_EXERCISE SET:_
(1) Write out the passage of the Explorer wiring discussion below from "The power train" to "the wiring department.".
(2) In the Explorer wiring discussion below, what grounds the primary side of the starter relay?

Switch is failed open or wire broken? Time to ohm it out.

The power train control module is what grounds the primary side of the starter relay

Tester

The PCM is not authorizing the vehicle to start. Are you using a key that is not programmed to the vehicle? Is there a security light on in the cluster?

I actually own an 04’ Explorer XLT myself and I have found some rather disconcerting issues in the wiring department.

I don’t know what Ford used for wire casing in these vehicles, but it is more like plastic than rubber if you know what I mean. In fact I believe I investigated a little bit back when I had multiple wire breakages out of nowhere and I believe the issue was the use of Soy in the wire casing?? Don’t quote me on that but…the wire casing material in this vehicle is horrible. I currently have several broken in half wires in my drivers door jamb as well as in the back on the rear hatch window… SO if you notice things that worked fine one minute and are kaput the next…keep in mind the wire problem…and look it up on the net as well. It seems to have gotten the attention of a “few” people out there who are none too happy about it. I recall the mention of Soy for the casing of the wires…but what I also did not like was the low strand count of the wires and their subsequent stiffness as well. Most of the wires, even small ones were more like solid core wire than stranded wires. Which did not help in the wire snapping in half department. Look into this on the net… you will find a lot of info.

@Nevada_545 brings up a very relevant point about being authorized to start. I have also first hand experienced ignition key failure…but when the key in this vehicle fails and the theft prevention system kicks in… it allows the starter to function and the engine to turn over… it just kills the fuel and spark or one of them anyway… however the engine WILL turn over with a key chip failure.

_DATASET SECTION:_
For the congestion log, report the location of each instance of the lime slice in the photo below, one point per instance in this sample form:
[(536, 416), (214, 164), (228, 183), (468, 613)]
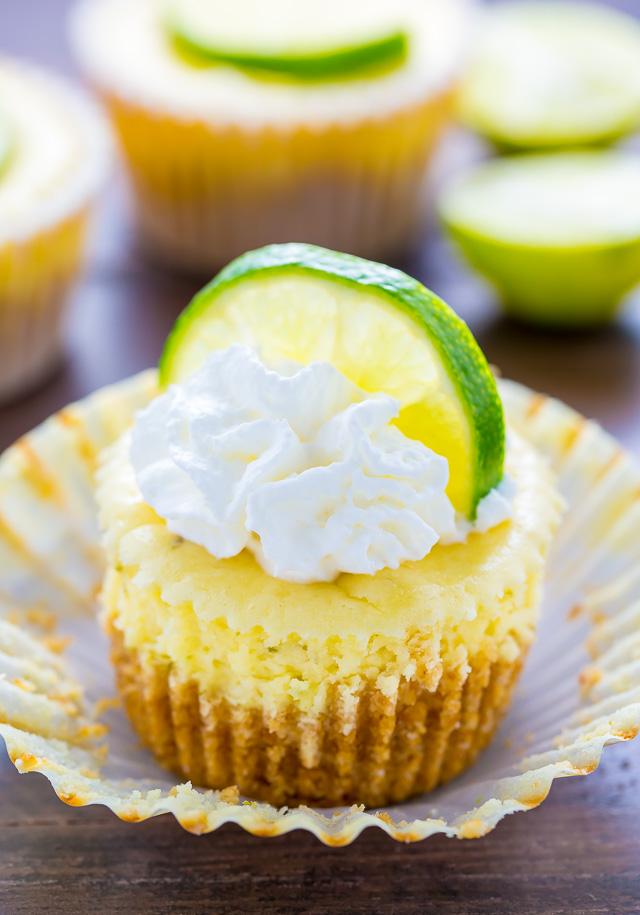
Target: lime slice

_WORKED SOLUTIONS:_
(1)
The power train control module is what grounds the primary side of the starter relay

Tester

The PCM is not authorizing the vehicle to start. Are you using a key that is not programmed to the vehicle? Is there a security light on in the cluster?

I actually own an 04’ Explorer XLT myself and I have found some rather disconcerting issues in the wiring department.

(2) The power train control module.